What the exercise asks: Can you put every line of the items below into a numbered list, leaving out any blank lines?

━━━ Stored rows ━━━

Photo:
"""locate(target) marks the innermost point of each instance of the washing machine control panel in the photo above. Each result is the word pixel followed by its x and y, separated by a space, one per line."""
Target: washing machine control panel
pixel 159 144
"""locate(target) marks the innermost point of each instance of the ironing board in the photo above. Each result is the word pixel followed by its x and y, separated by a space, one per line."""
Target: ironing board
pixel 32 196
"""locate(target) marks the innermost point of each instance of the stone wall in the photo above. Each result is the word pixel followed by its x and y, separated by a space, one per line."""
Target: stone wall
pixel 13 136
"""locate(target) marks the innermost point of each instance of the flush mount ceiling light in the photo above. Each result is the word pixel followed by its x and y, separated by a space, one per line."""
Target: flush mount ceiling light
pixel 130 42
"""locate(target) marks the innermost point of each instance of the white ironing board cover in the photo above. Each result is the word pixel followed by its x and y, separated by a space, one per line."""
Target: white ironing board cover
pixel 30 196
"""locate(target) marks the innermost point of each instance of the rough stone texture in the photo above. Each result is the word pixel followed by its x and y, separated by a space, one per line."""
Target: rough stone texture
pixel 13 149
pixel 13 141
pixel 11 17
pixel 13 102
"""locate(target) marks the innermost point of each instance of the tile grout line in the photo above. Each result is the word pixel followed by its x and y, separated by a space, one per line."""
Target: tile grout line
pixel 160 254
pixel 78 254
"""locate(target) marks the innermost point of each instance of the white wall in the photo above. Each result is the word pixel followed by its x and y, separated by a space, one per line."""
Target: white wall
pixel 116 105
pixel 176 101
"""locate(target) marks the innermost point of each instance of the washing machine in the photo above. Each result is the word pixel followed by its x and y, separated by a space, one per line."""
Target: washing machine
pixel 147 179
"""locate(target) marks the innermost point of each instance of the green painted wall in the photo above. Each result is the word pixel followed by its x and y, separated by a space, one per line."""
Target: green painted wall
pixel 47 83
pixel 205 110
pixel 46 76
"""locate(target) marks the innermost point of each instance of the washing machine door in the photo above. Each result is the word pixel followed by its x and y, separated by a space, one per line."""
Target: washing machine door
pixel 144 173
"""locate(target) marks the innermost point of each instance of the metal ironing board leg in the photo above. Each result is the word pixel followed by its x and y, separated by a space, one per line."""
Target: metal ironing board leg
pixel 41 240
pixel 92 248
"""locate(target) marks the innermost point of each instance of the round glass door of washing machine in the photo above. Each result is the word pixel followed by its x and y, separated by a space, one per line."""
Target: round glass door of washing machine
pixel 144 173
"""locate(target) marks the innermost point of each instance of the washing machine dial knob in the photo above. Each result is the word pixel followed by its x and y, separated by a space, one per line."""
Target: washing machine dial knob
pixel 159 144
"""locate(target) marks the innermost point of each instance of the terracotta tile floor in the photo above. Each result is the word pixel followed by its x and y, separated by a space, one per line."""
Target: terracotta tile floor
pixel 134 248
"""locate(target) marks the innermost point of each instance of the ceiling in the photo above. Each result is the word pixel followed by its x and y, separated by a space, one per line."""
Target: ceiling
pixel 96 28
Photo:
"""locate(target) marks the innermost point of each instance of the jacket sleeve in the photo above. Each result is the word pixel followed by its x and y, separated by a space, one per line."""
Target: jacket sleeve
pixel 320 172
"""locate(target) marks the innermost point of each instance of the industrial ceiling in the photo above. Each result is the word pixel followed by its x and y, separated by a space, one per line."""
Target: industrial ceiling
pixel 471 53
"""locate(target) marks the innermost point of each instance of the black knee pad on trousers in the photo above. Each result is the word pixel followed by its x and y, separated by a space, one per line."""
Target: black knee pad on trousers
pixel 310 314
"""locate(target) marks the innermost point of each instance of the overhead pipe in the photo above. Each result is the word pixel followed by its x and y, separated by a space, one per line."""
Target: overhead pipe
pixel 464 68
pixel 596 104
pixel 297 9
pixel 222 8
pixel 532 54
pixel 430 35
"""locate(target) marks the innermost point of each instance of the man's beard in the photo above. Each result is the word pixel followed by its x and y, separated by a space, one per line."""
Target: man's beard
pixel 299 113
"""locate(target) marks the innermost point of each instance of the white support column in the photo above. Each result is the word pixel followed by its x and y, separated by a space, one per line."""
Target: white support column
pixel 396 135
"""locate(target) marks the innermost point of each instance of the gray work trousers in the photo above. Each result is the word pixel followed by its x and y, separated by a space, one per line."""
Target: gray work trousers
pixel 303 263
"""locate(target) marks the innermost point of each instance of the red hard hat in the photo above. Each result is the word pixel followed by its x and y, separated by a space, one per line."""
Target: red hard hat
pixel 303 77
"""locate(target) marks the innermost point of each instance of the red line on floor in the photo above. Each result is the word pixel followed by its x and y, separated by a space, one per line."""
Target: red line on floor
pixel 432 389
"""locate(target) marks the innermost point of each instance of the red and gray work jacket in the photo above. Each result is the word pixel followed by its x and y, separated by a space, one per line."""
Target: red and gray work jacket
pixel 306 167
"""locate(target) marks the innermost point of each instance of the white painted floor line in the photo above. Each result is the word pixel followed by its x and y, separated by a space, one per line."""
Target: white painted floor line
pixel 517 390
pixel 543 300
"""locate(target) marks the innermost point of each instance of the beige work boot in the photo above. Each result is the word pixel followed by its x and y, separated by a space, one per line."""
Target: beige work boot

━━━

Output for this task:
1. Photo:
2. """locate(target) marks the innermost point of each instance of the washing machine control panel in the photo above. Each result is the word pixel followed by its x and y, separated by a space, one per line."""
3. Target: washing machine control panel
4. pixel 159 144
5. """locate(target) marks the innermost point of each instance of the ironing board in the photo above. Each result is the word pixel followed by its x and y, separated by a space, one per line."""
6. Target: ironing board
7. pixel 32 196
8. """locate(target) marks the innermost point of each instance of the stone wall in the photo above. Each result is the word pixel followed by its x and y, separated by a space, one per line."""
9. Target: stone wall
10. pixel 13 136
11. """locate(target) marks the innermost point of each instance of the flush mount ceiling light in the photo above. Each result is the word pixel followed by its x and y, separated by a space, one per line."""
12. Target: flush mount ceiling light
13. pixel 130 42
14. """locate(target) marks the innermost point of each instance of the white ironing board cover in the photo above. Each result is the word pixel followed by its x and y, separated by a space, one per line."""
15. Target: white ironing board cover
16. pixel 30 196
17. """locate(target) marks the innermost point of each instance of the rough stone texture in the photo above. Each result is the word pixel followed by its x and y, separated by a space, one per line."""
18. Target: rough stone texture
19. pixel 13 149
20. pixel 13 141
21. pixel 11 17
22. pixel 13 102
23. """locate(target) marks the innermost point of each instance of the tile grout line in the photo above. Each result is the word pixel followed by its x and y, separated by a space, one per line."""
24. Target: tile grout line
25. pixel 160 254
26. pixel 78 254
27. """locate(target) marks the innermost point of each instance of the white wall in the photo above. Each result is the word pixel followed by its x and y, separated by a space, one per line."""
28. Target: white wall
29. pixel 116 105
30. pixel 176 101
31. """locate(target) marks the innermost point of each instance of the washing machine in the photo above. Each result is the word pixel followed by its x and y, separated by a space, one per line."""
32. Target: washing machine
33. pixel 147 179
34. """locate(target) marks the innermost point of each instance of the green painted wall in the photo above. Each result is the word pixel followed by its x and y, separated by a space, one per line."""
35. Target: green painted wall
36. pixel 47 83
37. pixel 205 110
38. pixel 46 76
39. """locate(target) marks the innermost point of each instance of the washing machine door in the photo above. Each result is the word pixel followed by its x and y, separated by a space, one per line."""
40. Target: washing machine door
41. pixel 144 173
42. """locate(target) marks the innermost point of each instance of the metal ironing board leg in the photo above. Each result is the word pixel followed by its x and y, separated by a space, one per line."""
43. Target: metal ironing board leg
44. pixel 41 240
45. pixel 92 248
46. """locate(target) marks the innermost point of each instance of the round glass door of washing machine in the photo above. Each result is the word pixel followed by its x and y, separated by a space, one per line."""
47. Target: round glass door of washing machine
48. pixel 144 173
49. """locate(target) marks the innermost point of each instance of the washing machine dial knob in the photo above. Each result is the word pixel followed by its x and y, separated by a space, one per line."""
50. Target: washing machine dial knob
51. pixel 159 144
52. """locate(target) marks the innermost point of each instance of the terracotta tile floor in the photo above. Each result is the word pixel followed by its x and y, separated by a space, one per line."""
53. Target: terracotta tile floor
54. pixel 134 248
55. """locate(target) marks the innermost point of each instance of the ceiling in the photo above. Each result is the word pixel followed by its x and y, separated by a space, one per line."""
56. Target: ceiling
57. pixel 96 28
58. Photo:
59. """locate(target) marks the innermost point of each instance of the jacket sleeve in the photo above. Each result is the word pixel followed by its x and y, separated by a space, one per line."""
60. Target: jacket sleeve
61. pixel 320 172
62. """locate(target) marks the innermost point of each instance of the industrial ceiling in the photo above. Each result is the word pixel followed by its x and y, separated by a space, one per line."""
63. Target: industrial ceiling
64. pixel 471 53
65. """locate(target) marks the innermost point of each instance of the black knee pad on trousers in the photo above. Each result is the word pixel followed by its x and y, separated by a space, one per line."""
66. Target: black knee pad on trousers
67. pixel 310 314
68. """locate(target) marks the innermost point of each instance of the overhead pipe in the photo above. Each result is the word pixel followed by its x and y, separated by a space, one per line."""
69. Target: overhead pipe
70. pixel 464 68
71. pixel 596 104
72. pixel 297 9
73. pixel 222 8
74. pixel 532 54
75. pixel 430 35
76. """locate(target) marks the innermost point of each instance of the man's beard in the photo above. Each result is the word pixel followed by its x and y, separated by a space, one per line."""
77. Target: man's beard
78. pixel 299 113
79. """locate(target) marks the innermost point of each instance of the white support column in the photo above. Each result is the word pixel followed by its x and y, separated by a space, one per line."""
80. Target: white support column
81. pixel 396 135
82. """locate(target) marks the innermost point of each instance of the gray work trousers in the photo above. Each result is the word pixel followed by its x and y, separated by a space, one per line."""
83. Target: gray work trousers
84. pixel 303 263
85. """locate(target) marks the innermost point of each instance of the red hard hat in the photo above. Each result is the word pixel followed by its x and y, separated by a space, one per line."""
86. Target: red hard hat
87. pixel 303 77
88. """locate(target) marks the innermost point of each instance of the red line on floor in the photo above. Each result is the word pixel followed by its x and y, separated by a space, one per line."""
89. Target: red line on floor
90. pixel 432 389
91. """locate(target) marks the innermost point of each instance of the red and gray work jacket in the photo above. Each result is the word pixel followed by its x and y, separated by a space, one per line."""
92. Target: red and gray work jacket
93. pixel 306 167
94. """locate(target) marks the innermost point of each instance of the white painted floor line in the photo above. Each result is the word pixel followed by its x and y, separated by a space, one per line."""
95. Target: white painted floor line
96. pixel 517 390
97. pixel 543 300
98. """locate(target) marks the innermost point of each instance of the beige work boot in the photo above. Each result is the word pixel followed by its x and y, separated by a space, one per line."""
99. Target: beige work boot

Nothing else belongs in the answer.